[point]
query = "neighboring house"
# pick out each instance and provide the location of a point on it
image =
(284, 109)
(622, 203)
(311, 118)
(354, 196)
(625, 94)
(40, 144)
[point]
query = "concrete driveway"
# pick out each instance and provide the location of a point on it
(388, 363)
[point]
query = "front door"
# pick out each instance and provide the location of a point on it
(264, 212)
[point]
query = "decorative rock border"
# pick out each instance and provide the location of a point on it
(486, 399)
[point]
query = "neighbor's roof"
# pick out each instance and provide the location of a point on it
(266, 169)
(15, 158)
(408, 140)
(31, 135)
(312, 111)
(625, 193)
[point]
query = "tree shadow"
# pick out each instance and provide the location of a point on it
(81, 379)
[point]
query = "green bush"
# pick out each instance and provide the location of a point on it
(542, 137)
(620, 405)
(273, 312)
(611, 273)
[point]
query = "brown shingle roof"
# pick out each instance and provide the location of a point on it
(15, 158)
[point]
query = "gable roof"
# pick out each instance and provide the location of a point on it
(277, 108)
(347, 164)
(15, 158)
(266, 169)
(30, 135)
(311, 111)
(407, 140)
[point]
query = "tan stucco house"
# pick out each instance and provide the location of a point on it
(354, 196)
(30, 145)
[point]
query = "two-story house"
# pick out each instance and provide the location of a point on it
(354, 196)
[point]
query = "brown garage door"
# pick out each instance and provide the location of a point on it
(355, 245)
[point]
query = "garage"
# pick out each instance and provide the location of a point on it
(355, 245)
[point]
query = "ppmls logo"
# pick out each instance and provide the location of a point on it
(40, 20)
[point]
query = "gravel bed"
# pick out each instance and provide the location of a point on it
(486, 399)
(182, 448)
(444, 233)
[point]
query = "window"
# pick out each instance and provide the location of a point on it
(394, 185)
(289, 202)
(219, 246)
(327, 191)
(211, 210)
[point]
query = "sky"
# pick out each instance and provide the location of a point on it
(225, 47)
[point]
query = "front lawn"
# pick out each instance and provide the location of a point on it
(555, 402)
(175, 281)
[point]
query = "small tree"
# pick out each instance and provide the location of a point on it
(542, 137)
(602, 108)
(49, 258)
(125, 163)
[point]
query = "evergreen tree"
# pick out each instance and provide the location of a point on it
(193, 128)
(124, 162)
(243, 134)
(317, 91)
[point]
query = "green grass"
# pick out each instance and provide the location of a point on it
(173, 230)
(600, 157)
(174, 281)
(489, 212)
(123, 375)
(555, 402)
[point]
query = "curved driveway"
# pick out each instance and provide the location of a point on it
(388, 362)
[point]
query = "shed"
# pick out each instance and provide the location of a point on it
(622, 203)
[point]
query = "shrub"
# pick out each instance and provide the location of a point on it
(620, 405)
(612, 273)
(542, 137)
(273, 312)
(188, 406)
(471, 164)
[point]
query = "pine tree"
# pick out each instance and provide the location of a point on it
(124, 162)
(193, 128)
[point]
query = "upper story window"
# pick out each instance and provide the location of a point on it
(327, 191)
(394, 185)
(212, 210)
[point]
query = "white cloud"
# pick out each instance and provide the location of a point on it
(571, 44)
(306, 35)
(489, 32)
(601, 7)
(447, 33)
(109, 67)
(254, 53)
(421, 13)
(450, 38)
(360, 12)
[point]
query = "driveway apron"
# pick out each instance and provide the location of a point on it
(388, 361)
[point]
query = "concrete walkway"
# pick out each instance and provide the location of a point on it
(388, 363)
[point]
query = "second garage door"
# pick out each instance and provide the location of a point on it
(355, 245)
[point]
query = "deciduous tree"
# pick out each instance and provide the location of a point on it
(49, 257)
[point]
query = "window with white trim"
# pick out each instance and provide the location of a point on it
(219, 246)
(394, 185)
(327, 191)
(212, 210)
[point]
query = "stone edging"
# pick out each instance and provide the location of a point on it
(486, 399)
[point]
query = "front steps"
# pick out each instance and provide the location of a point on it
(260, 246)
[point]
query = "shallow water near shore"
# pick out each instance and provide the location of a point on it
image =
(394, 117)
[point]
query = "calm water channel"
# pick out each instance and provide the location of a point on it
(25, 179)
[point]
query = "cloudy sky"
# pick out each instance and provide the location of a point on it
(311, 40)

· · ·

Directions: Your task is to repeat each of the records above exactly.

The completed task:
[point]
query = "neighboring house"
# pick out each instance and provide the location of a point on it
image =
(284, 109)
(622, 203)
(311, 118)
(354, 196)
(625, 94)
(40, 144)
[point]
query = "concrete driveway"
# pick out each instance and provide the location of a point on it
(388, 363)
[point]
query = "front door"
# pick out each instance and provide the location of a point on it
(264, 212)
[point]
query = "decorative rock border"
# pick out each instance and provide the location of a point on it
(486, 399)
[point]
query = "neighbor's roof"
# pick out each instance and provide the location of a point on it
(266, 169)
(15, 158)
(408, 140)
(31, 135)
(312, 111)
(625, 193)
[point]
query = "tree shadow"
# pick out each instance and provide the location of a point on it
(81, 379)
[point]
query = "green bush"
# pick out each instance and provide the location of a point on it
(542, 137)
(620, 405)
(273, 312)
(611, 273)
[point]
query = "brown shingle roof"
# pick out each instance and provide the location of a point on it
(15, 158)
[point]
query = "gable roof"
# pick out each instance and provide the location of a point on it
(277, 108)
(347, 164)
(15, 158)
(266, 169)
(30, 135)
(311, 111)
(407, 140)
[point]
query = "tan stucco house"
# pick out each instance and provide the location of a point on it
(354, 196)
(30, 145)
[point]
query = "two-story house"
# pick out each instance and provide the location of a point on it
(354, 196)
[point]
query = "brown garage door"
# pick out each instance and provide the location of a point on it
(355, 245)
[point]
query = "garage"
# pick out each instance and provide the location of a point on it
(355, 245)
[point]
query = "ppmls logo"
# pick out each instance and provide the location of a point on it
(40, 20)
[point]
query = "gravel bed"
# pick out each instance and provide the location of a point on it
(486, 399)
(182, 448)
(444, 233)
[point]
query = "window"
# pick out each instance and provide the location of a point on it
(394, 185)
(289, 202)
(219, 246)
(327, 191)
(211, 210)
[point]
query = "sky"
# pick out each instance and provide the location of a point on it
(225, 47)
[point]
query = "front lawn"
# pick out each instance and provide the location of a point on it
(555, 402)
(175, 281)
[point]
query = "small tree"
# pick out each instance and provide the location of a point on it
(542, 137)
(602, 108)
(49, 258)
(125, 163)
[point]
query = "evergreen tree"
# pick out each instance and provide the location of a point on it
(193, 128)
(124, 162)
(243, 134)
(317, 91)
[point]
query = "green grass"
# pick out each instance and provide the location of a point on it
(173, 230)
(600, 157)
(174, 281)
(489, 212)
(123, 375)
(555, 402)
[point]
query = "curved driveway"
# pick out each instance and provide the location of a point on it
(388, 362)
[point]
query = "shed"
# pick out each instance and provide the location of a point on it
(622, 203)
[point]
query = "shrub"
# pick out each instance and provide the location of a point on it
(620, 405)
(612, 273)
(542, 137)
(273, 312)
(188, 406)
(471, 164)
[point]
query = "pine tree"
# pick out each instance and provide the location of a point on it
(124, 162)
(193, 128)
[point]
query = "upper story window"
# pick out each instance and provide the location of a point on it
(327, 191)
(394, 185)
(212, 210)
[point]
query = "white cloud"
# pick out each instance and provide the location of a point on it
(571, 44)
(306, 35)
(489, 32)
(601, 7)
(447, 33)
(109, 67)
(254, 53)
(421, 13)
(450, 38)
(360, 12)
[point]
query = "driveway apron"
# pick out each instance and provide the location of a point on it
(388, 361)
[point]
query = "concrete walkway"
# pick out each instance and provide the location of a point on it
(388, 363)
[point]
query = "second garage door"
# pick out each instance and provide the location of a point on it
(355, 245)
[point]
query = "deciduous tree"
# pick out each instance and provide the location of a point on it
(49, 257)
[point]
query = "window with white trim"
# pick out each instance and provide the location of a point on it
(219, 246)
(394, 185)
(327, 191)
(212, 210)
[point]
query = "stone edging"
# pick out each instance and provide the location of a point on it
(486, 399)
[point]
query = "front steps"
# pick out each instance and provide the location of a point on it
(260, 246)
[point]
query = "shallow water near shore"
# pick out each instance and provide the location of a point on it
image =
(394, 117)
[point]
query = "calm water channel"
# pick out each instance and provide the location of a point on it
(25, 179)
[point]
query = "cloudy sky"
# pick out each instance and provide the location of a point on it
(311, 40)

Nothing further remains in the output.